* _JOB_
Swap "Target class" for "Object class" throughout the entries below and change nothing else. Leave out the pictures.

(Box-labeled dataset extracts)

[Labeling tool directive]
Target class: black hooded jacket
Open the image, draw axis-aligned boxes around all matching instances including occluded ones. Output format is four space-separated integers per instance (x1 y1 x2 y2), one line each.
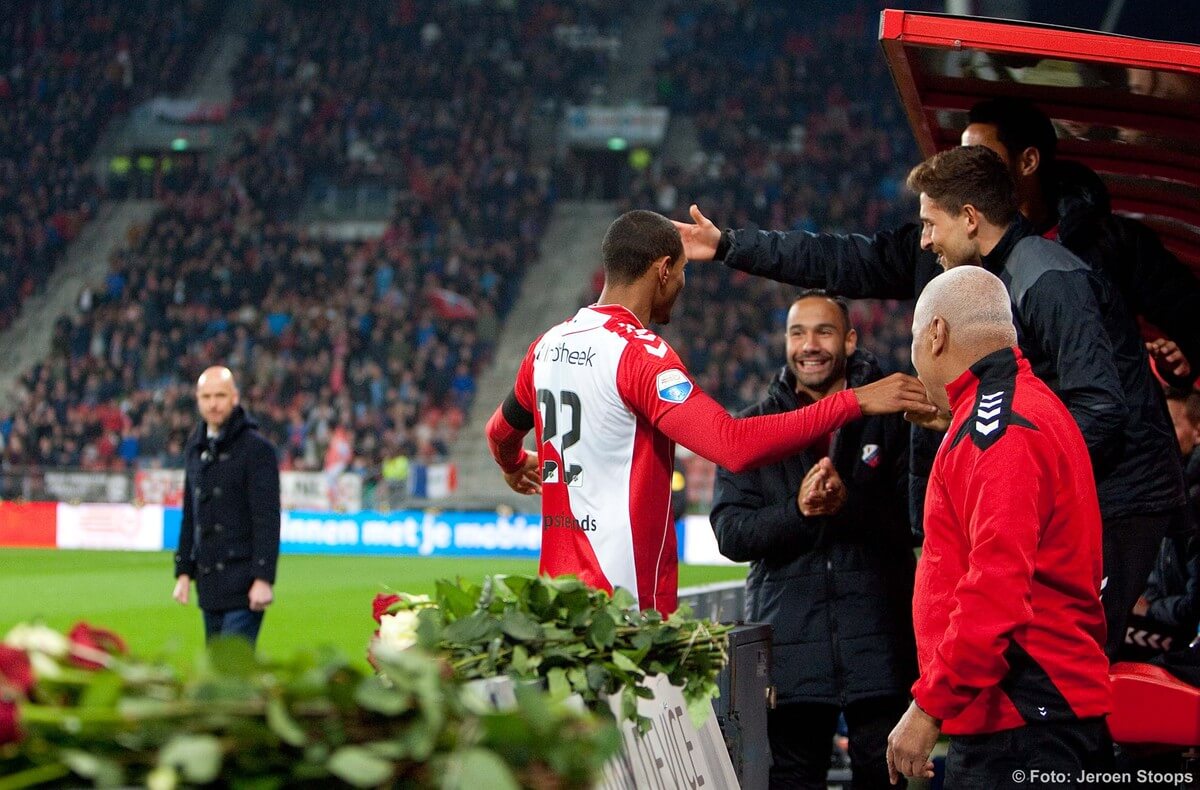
710 351 917 705
718 162 1185 532
175 406 281 611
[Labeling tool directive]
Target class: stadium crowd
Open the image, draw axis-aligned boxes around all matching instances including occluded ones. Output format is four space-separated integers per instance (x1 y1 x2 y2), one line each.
609 1 919 408
0 2 638 492
0 0 218 329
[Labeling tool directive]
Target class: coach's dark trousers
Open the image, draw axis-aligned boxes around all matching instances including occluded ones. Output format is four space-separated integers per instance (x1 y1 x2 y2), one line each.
202 609 264 646
1100 510 1176 662
944 718 1112 790
767 696 908 790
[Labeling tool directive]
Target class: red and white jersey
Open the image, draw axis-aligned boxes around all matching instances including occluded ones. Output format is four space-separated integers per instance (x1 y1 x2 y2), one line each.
514 305 697 614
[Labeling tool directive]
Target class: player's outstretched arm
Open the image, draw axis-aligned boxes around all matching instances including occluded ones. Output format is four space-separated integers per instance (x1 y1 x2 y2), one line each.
658 373 937 473
671 203 721 261
484 393 540 480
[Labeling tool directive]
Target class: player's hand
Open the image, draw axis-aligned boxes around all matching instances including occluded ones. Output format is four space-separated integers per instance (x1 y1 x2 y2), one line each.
504 454 541 495
671 203 721 261
170 574 192 604
904 411 950 433
851 373 937 417
797 457 846 517
888 702 942 784
1146 337 1192 377
250 579 275 611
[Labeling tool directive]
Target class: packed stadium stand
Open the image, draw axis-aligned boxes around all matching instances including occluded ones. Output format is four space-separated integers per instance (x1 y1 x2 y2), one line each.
0 0 220 329
0 2 628 501
595 1 918 411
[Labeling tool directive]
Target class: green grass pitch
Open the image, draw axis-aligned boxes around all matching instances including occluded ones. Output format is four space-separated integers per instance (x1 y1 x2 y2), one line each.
0 549 745 665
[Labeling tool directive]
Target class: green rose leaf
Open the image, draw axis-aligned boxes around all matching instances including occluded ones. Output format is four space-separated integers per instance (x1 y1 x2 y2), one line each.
612 587 637 609
500 609 541 642
587 664 612 692
266 698 308 747
443 611 499 645
437 579 479 620
60 749 125 788
588 611 617 650
546 666 571 700
612 650 642 675
158 729 223 784
354 677 413 716
325 746 392 788
512 645 529 676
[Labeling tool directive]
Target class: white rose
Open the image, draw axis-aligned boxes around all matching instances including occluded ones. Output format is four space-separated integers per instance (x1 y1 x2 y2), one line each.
379 610 427 652
4 623 71 658
29 652 62 680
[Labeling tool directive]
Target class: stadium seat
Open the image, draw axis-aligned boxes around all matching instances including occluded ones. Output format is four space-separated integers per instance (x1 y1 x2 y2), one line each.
1109 662 1200 747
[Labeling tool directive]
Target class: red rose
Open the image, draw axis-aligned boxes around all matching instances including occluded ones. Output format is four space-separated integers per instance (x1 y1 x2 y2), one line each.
0 645 34 743
371 593 400 623
0 645 34 696
67 622 128 669
367 628 379 672
0 699 20 744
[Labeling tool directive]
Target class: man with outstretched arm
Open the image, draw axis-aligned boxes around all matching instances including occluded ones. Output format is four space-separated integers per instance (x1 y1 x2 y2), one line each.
487 211 936 614
682 136 1185 658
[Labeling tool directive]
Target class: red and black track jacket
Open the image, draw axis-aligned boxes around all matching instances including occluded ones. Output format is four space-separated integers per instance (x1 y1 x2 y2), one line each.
912 348 1110 735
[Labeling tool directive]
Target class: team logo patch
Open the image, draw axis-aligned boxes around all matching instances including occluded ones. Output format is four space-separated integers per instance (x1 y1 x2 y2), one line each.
655 370 691 403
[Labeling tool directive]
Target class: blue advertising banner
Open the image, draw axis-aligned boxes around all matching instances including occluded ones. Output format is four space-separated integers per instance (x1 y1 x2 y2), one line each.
163 508 541 558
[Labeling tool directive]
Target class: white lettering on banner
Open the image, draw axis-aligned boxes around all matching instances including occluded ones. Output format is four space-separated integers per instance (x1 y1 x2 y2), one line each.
55 504 162 551
280 472 362 513
42 472 130 503
133 469 184 507
362 516 421 549
419 513 452 557
280 513 359 546
454 516 541 551
564 104 671 145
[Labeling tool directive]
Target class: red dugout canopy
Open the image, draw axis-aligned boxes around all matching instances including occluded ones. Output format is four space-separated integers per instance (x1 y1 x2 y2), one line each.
880 10 1200 268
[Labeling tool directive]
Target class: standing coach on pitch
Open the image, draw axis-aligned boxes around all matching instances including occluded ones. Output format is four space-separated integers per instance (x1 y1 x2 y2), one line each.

* _RIGHT ANSWER_
[Labeling tool directive]
Object class: black hooded jacket
Open the image, draw axis-aligned boxes around all matching instances including occluded ones. Output format is four space-separated integers per instance (x1 y1 x2 y2), one line each.
710 351 917 705
718 162 1185 532
175 406 281 611
[Labeling tool directive]
Object class: stadium crowd
Open the image, draw axis-aligned boxes around all matching instances including occluded ones. Output format is four space-separated integers per instance (x1 y1 x2 y2), one line each.
609 1 919 408
0 2 638 492
0 0 218 329
[Labeling tool directive]
Object class: coach's dark trousers
Open the image, draw axis-aligned boxes around all matching instances including occluded ones. Output format is four space-separated integers per instance (x1 y1 x2 y2), one line each.
202 609 264 646
1100 510 1176 662
944 718 1112 790
767 696 908 790
[Labeling tool directive]
Object class: red and white jersey
Open the image, draw axis-aligned boxes around all matching instances including occluded ones. Output format is four space-separated integers per instance (x1 y1 x2 y2), one line each.
514 305 697 614
[Labeling tool directive]
Object class: player's outstretched arm
Open the image, draw axis-aligned boxes around all matching instances including occluded ones. Output format is four space-separated integers per instance (x1 y1 x2 y2), one line each.
658 373 937 473
671 203 721 261
484 393 540 480
[Labeling tool directive]
Object class: player's hand
Open the image, draw axis-aligned boxes around all matching instances including occluded ones. Output format is four space-separated integers per instance (x1 y1 x2 y2), one line each.
504 454 541 495
671 203 721 261
170 574 192 604
904 411 950 433
851 373 937 417
797 457 846 517
888 702 942 784
1146 337 1192 377
250 579 275 611
[Labeling tool directive]
Object class: packed stadium stand
Open the image, draw axis-aligned boxes around all matching instances including occluded ones. Output format is four space-separated integers per instance (x1 y1 x2 y2), one line each.
0 0 220 329
0 2 628 501
595 1 918 411
[Labeling tool directive]
Object class: green grass pitch
Open the image, draw axis-aligned boxes around all matching instances including occluded ones. Output format is four space-separated integers per instance (x1 y1 x2 y2), one line each.
0 549 745 665
[Labeling tool directive]
Object class: green rose leaf
Open the image, draw axis-aligned boxes around all matching instances including occluded ones. Output format is four space-separated integers per instance (x1 y1 x2 y2), one line each.
612 587 637 609
500 609 541 642
587 664 612 692
266 698 308 747
443 611 499 645
437 579 479 620
60 749 125 788
588 611 617 650
546 666 571 700
612 650 642 675
158 729 223 784
354 677 413 716
325 746 392 788
512 645 529 676
[Labeling tool directive]
Object class: white rose
Open the image, draw axis-aligned boxes around all matching instances including occluded ones. Output format is four space-separated integers per instance (x1 y1 x2 y2), one line each.
379 610 427 652
4 623 71 658
29 652 62 680
[Labeling tool directive]
Object class: stadium seat
Open the image, draw axis-aligned boxes around all matching instances including occluded ones. Output format is four space-separated integers per instance (x1 y1 x2 y2), one line each.
1109 662 1200 747
[Labeling tool directive]
Object class: red rose
Open the image, draw axis-aligned boxes around all matching instances including occluded ones. Output format is four space-separated integers per instance (x1 y1 x2 y2), one line each.
0 645 34 743
371 593 400 623
0 645 34 696
67 622 128 669
367 628 379 672
0 699 20 744
[Labeling tool directive]
Object class: man with outstretched arm
Open the image, draw axis-aligned boxes around all matching instances including occluded ones. Output format is four space-separated integers per instance (x1 y1 x2 y2), one line each.
487 211 936 614
682 136 1185 658
[Labeling tool directive]
Object class: red and black track jacket
Open the image, draw axis-aligned boxes around all matching instances including occluded ones. Output format is four space-separated integers per instance (x1 y1 x2 y2), one line each.
912 348 1110 735
[Labeling tool directive]
Object class: team logo patch
Open the image, draw axis-aligned boxes around all matching instances including occluded ones. Output format is four space-separated integers per instance (x1 y1 x2 y2), one line each.
655 370 691 403
[Labeling tool directive]
Object class: blue advertising banner
Open the image, draw axis-aligned boxes around all matching instances including occluded ones. Output format is four space-separated integers per instance (x1 y1 x2 y2), one line each.
163 508 541 558
[Labeling tool directive]
Object class: white lettering on banner
Open the image, draw axis-aligned boxes around all matching instances including occluded ones. Output format is four space-separated integers per instance (x1 y1 x2 y2), one line each.
55 504 162 551
280 472 362 513
42 472 130 503
133 469 184 507
362 516 421 549
419 513 452 557
280 513 359 546
454 516 541 551
564 104 671 145
[Labeling tool directive]
Object class: red dugout canopy
Open the image, draw axis-aligned boxes around all matching instances including occluded ones. Output format is four space-separated integers per instance (x1 y1 x2 y2), one line each.
880 10 1200 268
[Labeling tool directive]
Object class: standing coach on pitch
Open the image, draw axis-aligned boxes around all matching instances including occluded ones. Output format is four space-separated integers per instance (x1 y1 x2 y2), one line each.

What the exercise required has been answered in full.